Available records:
|---|
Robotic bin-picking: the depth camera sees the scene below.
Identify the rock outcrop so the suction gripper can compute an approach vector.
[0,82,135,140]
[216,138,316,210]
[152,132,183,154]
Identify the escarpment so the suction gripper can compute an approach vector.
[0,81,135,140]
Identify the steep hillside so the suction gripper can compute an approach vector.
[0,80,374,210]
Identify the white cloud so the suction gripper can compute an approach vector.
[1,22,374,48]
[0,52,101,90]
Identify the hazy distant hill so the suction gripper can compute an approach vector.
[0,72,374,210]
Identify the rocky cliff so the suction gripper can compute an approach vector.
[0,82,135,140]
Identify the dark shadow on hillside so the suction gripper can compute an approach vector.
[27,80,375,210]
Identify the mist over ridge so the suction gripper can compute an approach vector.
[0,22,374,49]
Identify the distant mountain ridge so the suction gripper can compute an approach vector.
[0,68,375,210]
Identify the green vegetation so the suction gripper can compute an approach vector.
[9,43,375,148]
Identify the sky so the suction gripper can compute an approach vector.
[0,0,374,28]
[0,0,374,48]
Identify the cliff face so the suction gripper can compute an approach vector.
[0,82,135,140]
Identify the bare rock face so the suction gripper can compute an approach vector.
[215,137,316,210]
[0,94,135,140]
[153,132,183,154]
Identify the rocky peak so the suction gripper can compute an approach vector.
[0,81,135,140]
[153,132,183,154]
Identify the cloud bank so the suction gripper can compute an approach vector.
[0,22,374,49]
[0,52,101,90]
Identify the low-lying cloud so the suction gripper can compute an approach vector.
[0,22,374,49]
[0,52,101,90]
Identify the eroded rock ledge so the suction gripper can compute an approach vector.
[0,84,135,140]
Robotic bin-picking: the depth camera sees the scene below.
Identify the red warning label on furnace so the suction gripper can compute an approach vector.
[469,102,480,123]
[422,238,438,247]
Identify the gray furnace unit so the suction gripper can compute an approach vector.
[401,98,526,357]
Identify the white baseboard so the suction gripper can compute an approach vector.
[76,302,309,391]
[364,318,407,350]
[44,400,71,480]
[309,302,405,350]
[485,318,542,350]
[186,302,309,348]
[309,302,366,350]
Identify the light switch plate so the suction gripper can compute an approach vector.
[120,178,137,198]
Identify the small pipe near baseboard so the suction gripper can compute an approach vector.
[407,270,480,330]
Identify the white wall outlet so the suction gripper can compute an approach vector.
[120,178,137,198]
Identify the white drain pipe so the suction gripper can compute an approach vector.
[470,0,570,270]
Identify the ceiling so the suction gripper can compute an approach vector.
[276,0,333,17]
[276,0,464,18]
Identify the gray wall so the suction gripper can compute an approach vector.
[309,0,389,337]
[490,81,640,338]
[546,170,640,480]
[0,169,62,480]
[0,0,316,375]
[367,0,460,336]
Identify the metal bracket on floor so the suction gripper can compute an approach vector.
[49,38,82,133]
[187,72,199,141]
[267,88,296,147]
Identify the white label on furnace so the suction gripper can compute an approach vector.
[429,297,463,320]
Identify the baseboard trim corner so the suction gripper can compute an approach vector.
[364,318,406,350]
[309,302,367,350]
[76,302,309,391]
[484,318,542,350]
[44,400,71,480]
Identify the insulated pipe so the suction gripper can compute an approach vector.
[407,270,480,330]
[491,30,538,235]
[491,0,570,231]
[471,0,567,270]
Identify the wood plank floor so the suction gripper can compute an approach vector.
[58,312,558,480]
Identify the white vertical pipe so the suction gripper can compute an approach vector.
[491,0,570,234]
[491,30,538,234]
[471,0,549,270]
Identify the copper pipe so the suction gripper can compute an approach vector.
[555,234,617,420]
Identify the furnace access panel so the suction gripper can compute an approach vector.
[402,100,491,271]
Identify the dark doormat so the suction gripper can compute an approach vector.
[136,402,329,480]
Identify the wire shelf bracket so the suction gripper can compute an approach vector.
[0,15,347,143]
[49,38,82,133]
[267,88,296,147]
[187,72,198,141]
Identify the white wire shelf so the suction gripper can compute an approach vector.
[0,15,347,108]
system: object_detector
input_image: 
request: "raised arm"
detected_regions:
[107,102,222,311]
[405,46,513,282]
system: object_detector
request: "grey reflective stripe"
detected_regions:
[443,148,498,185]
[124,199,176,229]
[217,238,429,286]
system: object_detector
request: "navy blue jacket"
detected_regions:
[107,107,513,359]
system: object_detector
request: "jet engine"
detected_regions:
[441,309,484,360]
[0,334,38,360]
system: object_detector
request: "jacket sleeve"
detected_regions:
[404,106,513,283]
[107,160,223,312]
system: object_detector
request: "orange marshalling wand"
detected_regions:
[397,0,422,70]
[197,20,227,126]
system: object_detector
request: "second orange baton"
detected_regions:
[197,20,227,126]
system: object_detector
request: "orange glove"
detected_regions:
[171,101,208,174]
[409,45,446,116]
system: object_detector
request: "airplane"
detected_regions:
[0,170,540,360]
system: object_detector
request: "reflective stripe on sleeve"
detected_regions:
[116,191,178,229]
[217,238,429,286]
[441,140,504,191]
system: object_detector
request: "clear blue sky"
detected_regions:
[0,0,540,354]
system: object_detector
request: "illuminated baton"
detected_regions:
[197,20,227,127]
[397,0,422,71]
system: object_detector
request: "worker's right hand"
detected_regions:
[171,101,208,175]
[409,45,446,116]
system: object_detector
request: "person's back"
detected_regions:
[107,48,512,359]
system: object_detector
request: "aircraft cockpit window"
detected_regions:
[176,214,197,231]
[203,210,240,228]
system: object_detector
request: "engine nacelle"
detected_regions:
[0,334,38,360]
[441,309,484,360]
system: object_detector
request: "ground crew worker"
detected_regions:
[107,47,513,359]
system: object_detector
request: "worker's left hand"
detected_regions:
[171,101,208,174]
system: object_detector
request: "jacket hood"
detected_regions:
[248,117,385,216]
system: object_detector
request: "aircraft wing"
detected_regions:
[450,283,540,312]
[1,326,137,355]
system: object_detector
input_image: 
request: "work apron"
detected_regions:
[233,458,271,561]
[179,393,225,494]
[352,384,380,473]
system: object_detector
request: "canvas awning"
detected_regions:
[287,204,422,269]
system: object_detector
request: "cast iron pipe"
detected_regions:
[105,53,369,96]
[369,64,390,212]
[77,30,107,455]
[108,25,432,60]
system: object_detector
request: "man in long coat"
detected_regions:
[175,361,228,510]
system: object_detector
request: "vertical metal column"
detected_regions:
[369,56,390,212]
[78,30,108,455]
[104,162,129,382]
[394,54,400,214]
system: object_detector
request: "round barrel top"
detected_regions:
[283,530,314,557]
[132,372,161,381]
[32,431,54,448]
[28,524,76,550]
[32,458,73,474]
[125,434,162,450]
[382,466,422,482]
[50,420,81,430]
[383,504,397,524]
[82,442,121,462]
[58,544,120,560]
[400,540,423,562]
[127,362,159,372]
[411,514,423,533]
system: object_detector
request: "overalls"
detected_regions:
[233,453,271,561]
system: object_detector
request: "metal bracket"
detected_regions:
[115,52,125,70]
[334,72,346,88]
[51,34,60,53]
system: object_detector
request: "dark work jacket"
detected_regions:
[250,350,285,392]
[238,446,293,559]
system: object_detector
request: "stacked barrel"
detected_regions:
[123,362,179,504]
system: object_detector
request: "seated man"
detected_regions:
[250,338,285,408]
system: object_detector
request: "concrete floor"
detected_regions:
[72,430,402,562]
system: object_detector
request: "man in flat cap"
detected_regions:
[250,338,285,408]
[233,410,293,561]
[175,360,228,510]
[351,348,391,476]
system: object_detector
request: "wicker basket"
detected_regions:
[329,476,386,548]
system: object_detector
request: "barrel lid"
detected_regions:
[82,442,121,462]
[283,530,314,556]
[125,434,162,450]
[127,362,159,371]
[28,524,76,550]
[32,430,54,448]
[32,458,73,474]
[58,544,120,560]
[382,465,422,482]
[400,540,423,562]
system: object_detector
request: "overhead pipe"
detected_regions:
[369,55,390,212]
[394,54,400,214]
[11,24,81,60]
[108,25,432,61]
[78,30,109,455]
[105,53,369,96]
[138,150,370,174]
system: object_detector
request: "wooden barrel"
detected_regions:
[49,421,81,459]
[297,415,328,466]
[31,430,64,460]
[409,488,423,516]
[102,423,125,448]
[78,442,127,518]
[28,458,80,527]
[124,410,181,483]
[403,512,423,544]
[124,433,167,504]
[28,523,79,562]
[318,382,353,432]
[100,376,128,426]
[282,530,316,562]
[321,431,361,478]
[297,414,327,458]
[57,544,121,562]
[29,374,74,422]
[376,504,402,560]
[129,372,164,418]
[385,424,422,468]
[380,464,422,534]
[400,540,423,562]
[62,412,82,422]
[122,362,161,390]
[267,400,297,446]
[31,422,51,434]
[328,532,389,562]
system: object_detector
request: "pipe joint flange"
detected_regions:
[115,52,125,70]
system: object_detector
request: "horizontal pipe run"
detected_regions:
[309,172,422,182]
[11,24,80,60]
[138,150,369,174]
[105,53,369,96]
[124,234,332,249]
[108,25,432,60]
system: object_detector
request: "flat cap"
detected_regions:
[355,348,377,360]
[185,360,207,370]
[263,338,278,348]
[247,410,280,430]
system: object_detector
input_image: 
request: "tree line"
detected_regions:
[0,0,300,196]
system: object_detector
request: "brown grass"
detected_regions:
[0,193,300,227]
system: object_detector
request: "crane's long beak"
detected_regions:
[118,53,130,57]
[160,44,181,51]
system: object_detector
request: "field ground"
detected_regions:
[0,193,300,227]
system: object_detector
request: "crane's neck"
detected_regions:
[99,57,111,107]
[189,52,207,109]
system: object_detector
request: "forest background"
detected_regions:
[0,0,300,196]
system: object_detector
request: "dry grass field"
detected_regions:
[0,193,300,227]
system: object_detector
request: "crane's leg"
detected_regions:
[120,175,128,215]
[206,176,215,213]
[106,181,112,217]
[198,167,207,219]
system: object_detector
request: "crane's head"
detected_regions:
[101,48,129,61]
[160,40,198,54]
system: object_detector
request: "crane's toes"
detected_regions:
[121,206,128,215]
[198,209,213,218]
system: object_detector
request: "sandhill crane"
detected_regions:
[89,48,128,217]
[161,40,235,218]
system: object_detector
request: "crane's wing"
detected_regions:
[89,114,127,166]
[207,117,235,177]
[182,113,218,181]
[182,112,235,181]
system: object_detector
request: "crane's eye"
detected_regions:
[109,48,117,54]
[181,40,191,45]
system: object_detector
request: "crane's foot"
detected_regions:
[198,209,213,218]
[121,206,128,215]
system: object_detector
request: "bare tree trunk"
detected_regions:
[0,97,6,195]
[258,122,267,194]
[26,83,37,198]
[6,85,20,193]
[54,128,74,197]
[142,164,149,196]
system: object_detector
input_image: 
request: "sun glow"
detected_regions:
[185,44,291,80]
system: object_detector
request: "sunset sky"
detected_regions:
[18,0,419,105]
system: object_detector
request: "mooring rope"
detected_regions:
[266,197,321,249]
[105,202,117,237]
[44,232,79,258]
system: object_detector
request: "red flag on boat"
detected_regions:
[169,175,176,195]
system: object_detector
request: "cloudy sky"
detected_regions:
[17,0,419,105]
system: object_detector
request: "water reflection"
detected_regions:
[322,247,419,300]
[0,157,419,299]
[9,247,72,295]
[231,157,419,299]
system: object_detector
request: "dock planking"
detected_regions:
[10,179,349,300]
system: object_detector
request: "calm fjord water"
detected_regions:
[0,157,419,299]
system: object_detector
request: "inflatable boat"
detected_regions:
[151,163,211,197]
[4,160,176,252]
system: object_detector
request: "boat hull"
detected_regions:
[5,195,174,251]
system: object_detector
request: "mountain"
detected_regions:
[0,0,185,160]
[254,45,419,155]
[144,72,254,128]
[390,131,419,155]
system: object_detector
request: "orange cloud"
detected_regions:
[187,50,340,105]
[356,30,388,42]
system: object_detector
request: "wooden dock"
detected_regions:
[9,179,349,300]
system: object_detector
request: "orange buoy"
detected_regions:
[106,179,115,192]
|---|
What this task involves:
Pick out every line in the entries above that contains the string "reflective", and copy each of those lines.

The completed task:
request: "grey reflective stripe"
request: "reflective stripe on sleeve"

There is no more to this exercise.